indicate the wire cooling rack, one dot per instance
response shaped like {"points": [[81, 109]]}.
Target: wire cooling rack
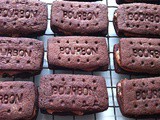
{"points": [[113, 112]]}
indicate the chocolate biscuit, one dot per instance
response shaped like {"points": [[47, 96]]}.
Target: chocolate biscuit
{"points": [[79, 18], [72, 94], [22, 18], [18, 101], [138, 1], [83, 53], [139, 97], [20, 55], [140, 55], [137, 20]]}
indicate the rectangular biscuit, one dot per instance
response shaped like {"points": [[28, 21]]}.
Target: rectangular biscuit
{"points": [[141, 55], [20, 55], [72, 94], [139, 97], [18, 100], [138, 1], [83, 53], [79, 18], [137, 20], [22, 18]]}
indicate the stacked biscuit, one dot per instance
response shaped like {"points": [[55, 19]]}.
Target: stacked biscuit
{"points": [[138, 53], [23, 57]]}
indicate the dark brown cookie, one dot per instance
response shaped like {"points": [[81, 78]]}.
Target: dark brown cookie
{"points": [[20, 55], [137, 20], [138, 1], [83, 53], [18, 101], [22, 18], [140, 55], [72, 94], [139, 97], [79, 18]]}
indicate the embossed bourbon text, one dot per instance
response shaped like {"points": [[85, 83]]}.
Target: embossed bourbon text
{"points": [[79, 50], [147, 94], [140, 16], [72, 90]]}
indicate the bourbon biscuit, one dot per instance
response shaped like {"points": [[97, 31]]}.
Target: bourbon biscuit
{"points": [[137, 20], [83, 53], [79, 18], [18, 100], [20, 55], [72, 94], [20, 18], [140, 55], [139, 97]]}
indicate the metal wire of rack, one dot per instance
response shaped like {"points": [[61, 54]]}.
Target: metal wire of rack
{"points": [[113, 112]]}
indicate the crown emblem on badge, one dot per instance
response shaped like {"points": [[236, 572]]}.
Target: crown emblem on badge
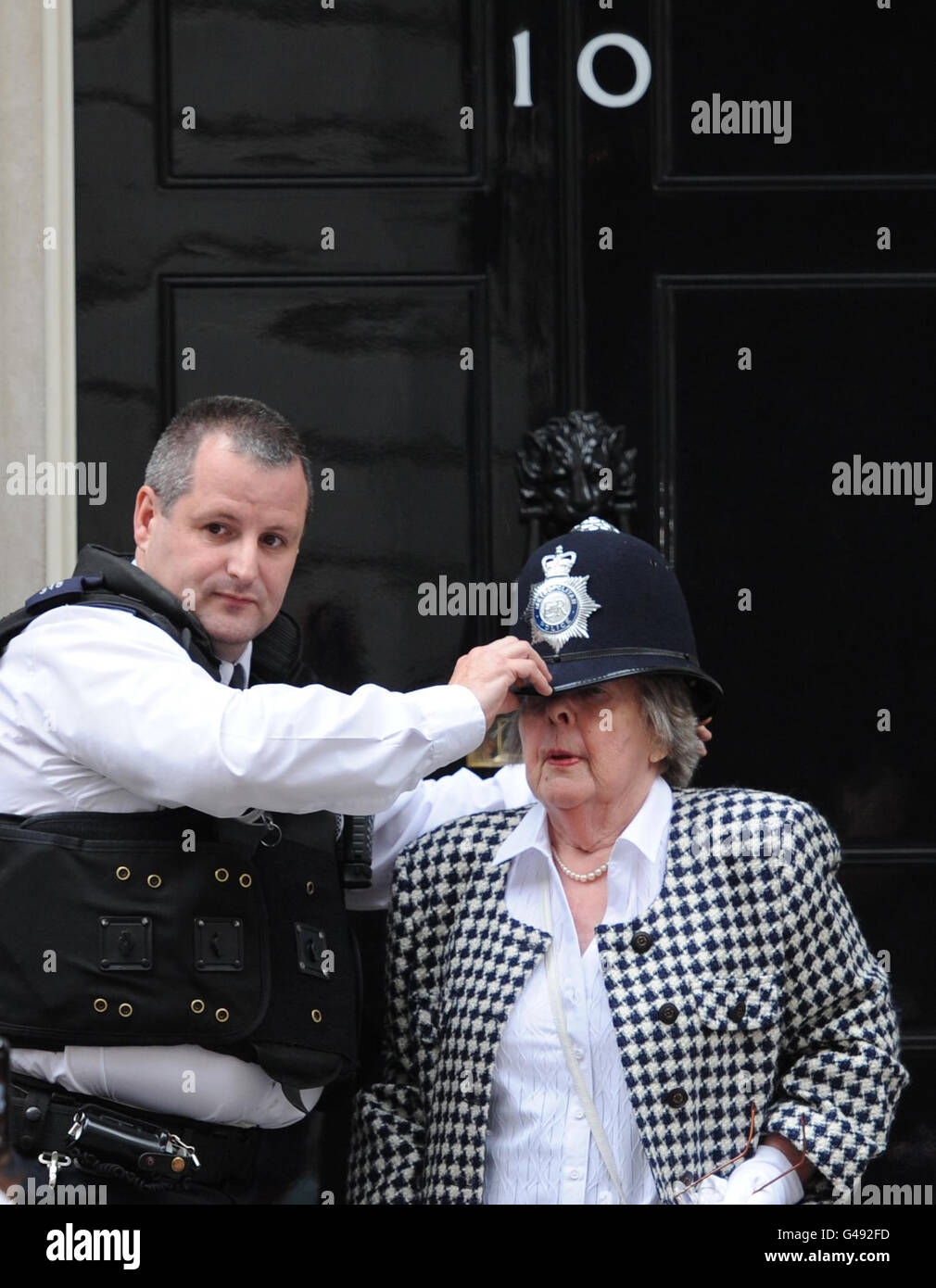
{"points": [[561, 605], [561, 563]]}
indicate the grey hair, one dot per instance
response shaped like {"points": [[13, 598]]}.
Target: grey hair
{"points": [[670, 716], [254, 430]]}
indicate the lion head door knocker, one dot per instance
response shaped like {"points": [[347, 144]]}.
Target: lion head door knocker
{"points": [[575, 468]]}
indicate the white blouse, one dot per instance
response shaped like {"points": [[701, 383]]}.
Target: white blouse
{"points": [[538, 1146]]}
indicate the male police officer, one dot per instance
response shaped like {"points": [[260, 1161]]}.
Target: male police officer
{"points": [[145, 934]]}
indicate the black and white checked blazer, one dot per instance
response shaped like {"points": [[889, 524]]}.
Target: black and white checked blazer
{"points": [[778, 1000]]}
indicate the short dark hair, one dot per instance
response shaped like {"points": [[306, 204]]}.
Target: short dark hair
{"points": [[254, 430]]}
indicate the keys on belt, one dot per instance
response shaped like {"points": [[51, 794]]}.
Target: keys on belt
{"points": [[149, 1150]]}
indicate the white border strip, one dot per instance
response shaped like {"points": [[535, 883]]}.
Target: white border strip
{"points": [[58, 213]]}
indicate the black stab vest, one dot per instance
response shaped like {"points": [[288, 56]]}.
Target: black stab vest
{"points": [[172, 927]]}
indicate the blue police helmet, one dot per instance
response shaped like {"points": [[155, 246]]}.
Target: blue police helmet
{"points": [[599, 604]]}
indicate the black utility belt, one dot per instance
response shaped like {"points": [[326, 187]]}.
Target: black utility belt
{"points": [[108, 1139]]}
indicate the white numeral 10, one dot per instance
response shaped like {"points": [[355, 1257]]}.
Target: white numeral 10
{"points": [[586, 69]]}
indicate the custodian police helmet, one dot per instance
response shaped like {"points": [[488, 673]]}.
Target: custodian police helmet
{"points": [[599, 604]]}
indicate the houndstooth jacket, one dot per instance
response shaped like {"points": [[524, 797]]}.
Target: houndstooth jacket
{"points": [[778, 1001]]}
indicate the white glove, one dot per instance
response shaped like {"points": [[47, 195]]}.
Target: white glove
{"points": [[711, 1191], [765, 1166]]}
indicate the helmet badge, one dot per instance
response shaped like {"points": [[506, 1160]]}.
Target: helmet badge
{"points": [[561, 605]]}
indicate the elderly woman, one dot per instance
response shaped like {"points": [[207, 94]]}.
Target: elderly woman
{"points": [[631, 991]]}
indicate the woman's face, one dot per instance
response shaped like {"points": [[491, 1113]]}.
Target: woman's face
{"points": [[588, 746]]}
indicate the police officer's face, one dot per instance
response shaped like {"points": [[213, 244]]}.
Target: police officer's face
{"points": [[228, 547], [589, 747]]}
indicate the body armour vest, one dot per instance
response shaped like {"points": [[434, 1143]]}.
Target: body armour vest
{"points": [[174, 927]]}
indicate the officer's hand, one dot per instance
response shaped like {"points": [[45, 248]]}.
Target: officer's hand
{"points": [[489, 671]]}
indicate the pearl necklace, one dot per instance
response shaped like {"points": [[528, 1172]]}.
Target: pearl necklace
{"points": [[584, 876]]}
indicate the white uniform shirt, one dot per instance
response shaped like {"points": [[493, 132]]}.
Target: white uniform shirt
{"points": [[539, 1149], [103, 711]]}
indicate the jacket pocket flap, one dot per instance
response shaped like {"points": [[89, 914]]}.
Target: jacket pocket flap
{"points": [[729, 1003]]}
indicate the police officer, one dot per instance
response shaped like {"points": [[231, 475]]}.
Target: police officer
{"points": [[175, 965]]}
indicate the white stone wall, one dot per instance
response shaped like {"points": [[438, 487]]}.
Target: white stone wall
{"points": [[36, 293]]}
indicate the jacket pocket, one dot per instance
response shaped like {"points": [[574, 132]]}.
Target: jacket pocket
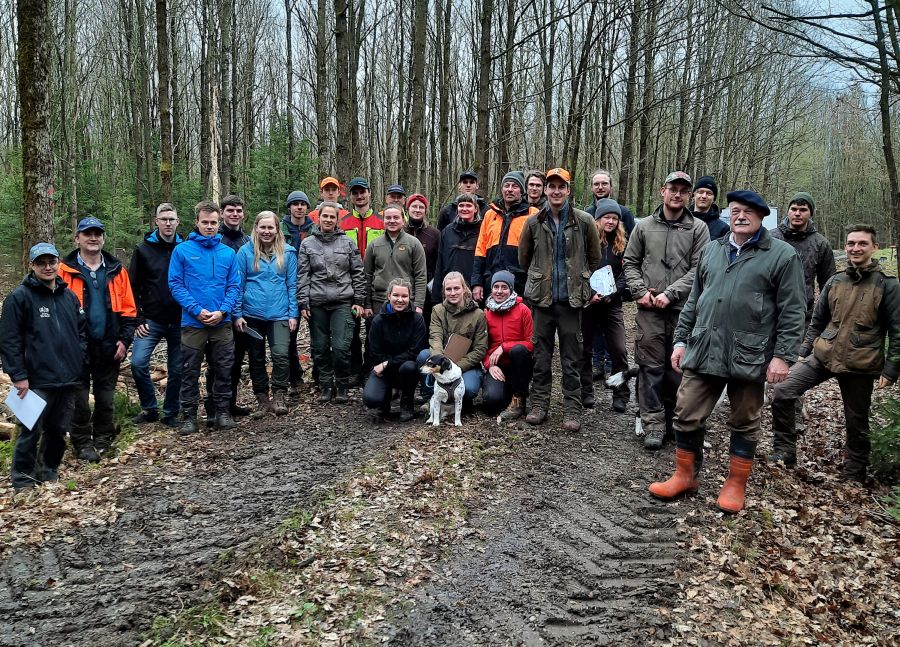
{"points": [[748, 356]]}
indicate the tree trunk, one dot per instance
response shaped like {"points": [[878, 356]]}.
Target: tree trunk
{"points": [[165, 112], [35, 32]]}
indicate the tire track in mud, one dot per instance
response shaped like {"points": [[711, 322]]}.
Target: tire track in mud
{"points": [[104, 585], [573, 552]]}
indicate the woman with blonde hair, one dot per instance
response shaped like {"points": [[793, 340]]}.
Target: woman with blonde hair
{"points": [[605, 312], [268, 306]]}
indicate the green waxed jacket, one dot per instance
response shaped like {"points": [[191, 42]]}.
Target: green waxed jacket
{"points": [[741, 314]]}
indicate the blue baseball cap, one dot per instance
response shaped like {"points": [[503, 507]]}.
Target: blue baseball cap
{"points": [[42, 249], [751, 199], [90, 223]]}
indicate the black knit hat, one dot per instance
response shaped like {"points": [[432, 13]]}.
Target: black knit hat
{"points": [[708, 182]]}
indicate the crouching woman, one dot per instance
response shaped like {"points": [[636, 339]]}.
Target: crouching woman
{"points": [[395, 338]]}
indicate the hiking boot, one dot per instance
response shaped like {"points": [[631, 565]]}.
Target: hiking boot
{"points": [[731, 498], [225, 421], [280, 403], [145, 416], [780, 455], [237, 411], [683, 481], [263, 406], [514, 411], [188, 426], [89, 454], [537, 416], [654, 438]]}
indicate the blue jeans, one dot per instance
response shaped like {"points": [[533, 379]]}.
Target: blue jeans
{"points": [[471, 378], [141, 349]]}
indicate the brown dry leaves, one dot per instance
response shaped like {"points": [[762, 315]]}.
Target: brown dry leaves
{"points": [[811, 560]]}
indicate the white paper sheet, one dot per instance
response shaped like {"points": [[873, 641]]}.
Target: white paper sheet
{"points": [[27, 409]]}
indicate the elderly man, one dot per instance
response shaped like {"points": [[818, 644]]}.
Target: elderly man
{"points": [[740, 327]]}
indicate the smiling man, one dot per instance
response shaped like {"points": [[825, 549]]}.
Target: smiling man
{"points": [[846, 340], [659, 263], [739, 328]]}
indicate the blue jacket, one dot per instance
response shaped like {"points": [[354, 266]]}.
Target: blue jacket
{"points": [[269, 294], [203, 274]]}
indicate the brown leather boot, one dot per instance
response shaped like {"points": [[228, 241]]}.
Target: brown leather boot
{"points": [[731, 498], [683, 481]]}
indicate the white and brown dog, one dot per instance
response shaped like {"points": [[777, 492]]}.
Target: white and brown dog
{"points": [[449, 389]]}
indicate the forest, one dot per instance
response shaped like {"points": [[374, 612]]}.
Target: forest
{"points": [[141, 101]]}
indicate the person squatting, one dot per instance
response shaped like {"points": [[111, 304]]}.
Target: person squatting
{"points": [[723, 304]]}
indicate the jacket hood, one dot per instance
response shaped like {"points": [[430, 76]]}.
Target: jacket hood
{"points": [[793, 234], [154, 239]]}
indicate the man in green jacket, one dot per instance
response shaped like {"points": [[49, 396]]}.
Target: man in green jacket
{"points": [[739, 328], [855, 311], [559, 248]]}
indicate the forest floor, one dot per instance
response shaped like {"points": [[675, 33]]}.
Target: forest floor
{"points": [[321, 528]]}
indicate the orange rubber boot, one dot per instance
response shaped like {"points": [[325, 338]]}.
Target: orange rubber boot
{"points": [[731, 498], [684, 480]]}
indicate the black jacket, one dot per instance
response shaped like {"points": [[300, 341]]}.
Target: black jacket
{"points": [[448, 212], [396, 337], [713, 219], [149, 274], [43, 335], [457, 254]]}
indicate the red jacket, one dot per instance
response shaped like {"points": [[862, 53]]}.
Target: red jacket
{"points": [[509, 328]]}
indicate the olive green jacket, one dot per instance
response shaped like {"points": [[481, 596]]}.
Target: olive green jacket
{"points": [[741, 314]]}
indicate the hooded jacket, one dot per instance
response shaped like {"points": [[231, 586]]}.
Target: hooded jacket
{"points": [[457, 254], [509, 328], [268, 293], [466, 320], [816, 256], [119, 299], [203, 275], [536, 254], [330, 272], [743, 313], [294, 235], [396, 337], [661, 256], [43, 335], [713, 219], [498, 243], [856, 310], [149, 274]]}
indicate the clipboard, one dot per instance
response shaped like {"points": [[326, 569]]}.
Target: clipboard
{"points": [[456, 347]]}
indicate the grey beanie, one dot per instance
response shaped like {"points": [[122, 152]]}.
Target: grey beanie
{"points": [[504, 276], [515, 176], [803, 196], [296, 196], [605, 206]]}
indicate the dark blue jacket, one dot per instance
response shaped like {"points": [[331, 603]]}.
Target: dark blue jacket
{"points": [[43, 335], [203, 275]]}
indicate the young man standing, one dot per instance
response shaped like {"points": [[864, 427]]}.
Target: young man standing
{"points": [[740, 327], [204, 280], [659, 264], [103, 288], [43, 347], [498, 241], [856, 310], [559, 248], [159, 315]]}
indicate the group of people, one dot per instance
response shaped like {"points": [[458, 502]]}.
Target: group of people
{"points": [[720, 305]]}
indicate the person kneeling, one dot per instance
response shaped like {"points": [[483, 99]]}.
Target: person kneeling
{"points": [[510, 357], [395, 338]]}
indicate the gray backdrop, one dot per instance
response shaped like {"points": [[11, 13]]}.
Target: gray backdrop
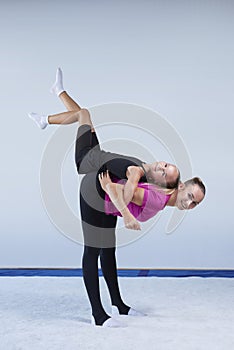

* ABOUT THIS EXERCISE *
The range runs from the line with "indicate the woman with" up to and including the line with "indicate the white and" in the listing above; please write out exactly those lines and nothing more.

* YOUR SOLUTION *
indicate the woman with blonde hair, one dot per instance
response shaped like {"points": [[793, 340]]}.
Target: woman with blonde hair
{"points": [[605, 312], [268, 306]]}
indicate the green waxed jacket, one dot per instance
response shaped like {"points": [[191, 42]]}.
Target: green waxed jacket
{"points": [[741, 314]]}
indicate the blue baseball cap, one dot per instance
response shaped like {"points": [[503, 507]]}.
Target: blue baseball cap
{"points": [[42, 249], [751, 199], [90, 223]]}
indicate the black knit hat, one dot per instance
response shaped like {"points": [[432, 13]]}.
Target: black knit hat
{"points": [[708, 182]]}
indicate the crouching woman, one dot per instance
response shaped like {"points": [[636, 339]]}.
Target: crouching woman
{"points": [[395, 338]]}
indicate the hiking boot, one dot per instance
response shaped like {"points": [[631, 565]]}.
Target: hiking boot
{"points": [[731, 498], [225, 421], [280, 403], [145, 416], [780, 455], [237, 411], [683, 481], [263, 406], [514, 411], [188, 426], [89, 454], [537, 416], [654, 438]]}
indicate the blue jeans, one dot per instance
response shaped like {"points": [[533, 379]]}.
Target: blue jeans
{"points": [[471, 378], [141, 349]]}
indicate the brown dry leaves, one dot per instance
response shaped like {"points": [[762, 315]]}.
Target: brown dry leaves
{"points": [[811, 560]]}
indicate the white paper sheet, one dot per instance
response shaped like {"points": [[873, 641]]}.
Target: white paper sheet
{"points": [[27, 409]]}
indicate the elderly man, one dot per instance
response shaped like {"points": [[818, 644]]}.
Target: elderly man
{"points": [[740, 327]]}
indicate the smiling man, one dot per instance
response shaped like {"points": [[825, 549]]}.
Target: smiling man
{"points": [[846, 340], [659, 263], [739, 328]]}
indicate the blue jacket, one dot per instance
response shaped like {"points": [[354, 266]]}.
Target: blue jacket
{"points": [[269, 294], [203, 274]]}
indicate the brown leather boot, one dot per instance
response shaped like {"points": [[228, 241]]}.
Target: brown leather boot
{"points": [[731, 498], [683, 481]]}
indicate the white and brown dog, one dot per instance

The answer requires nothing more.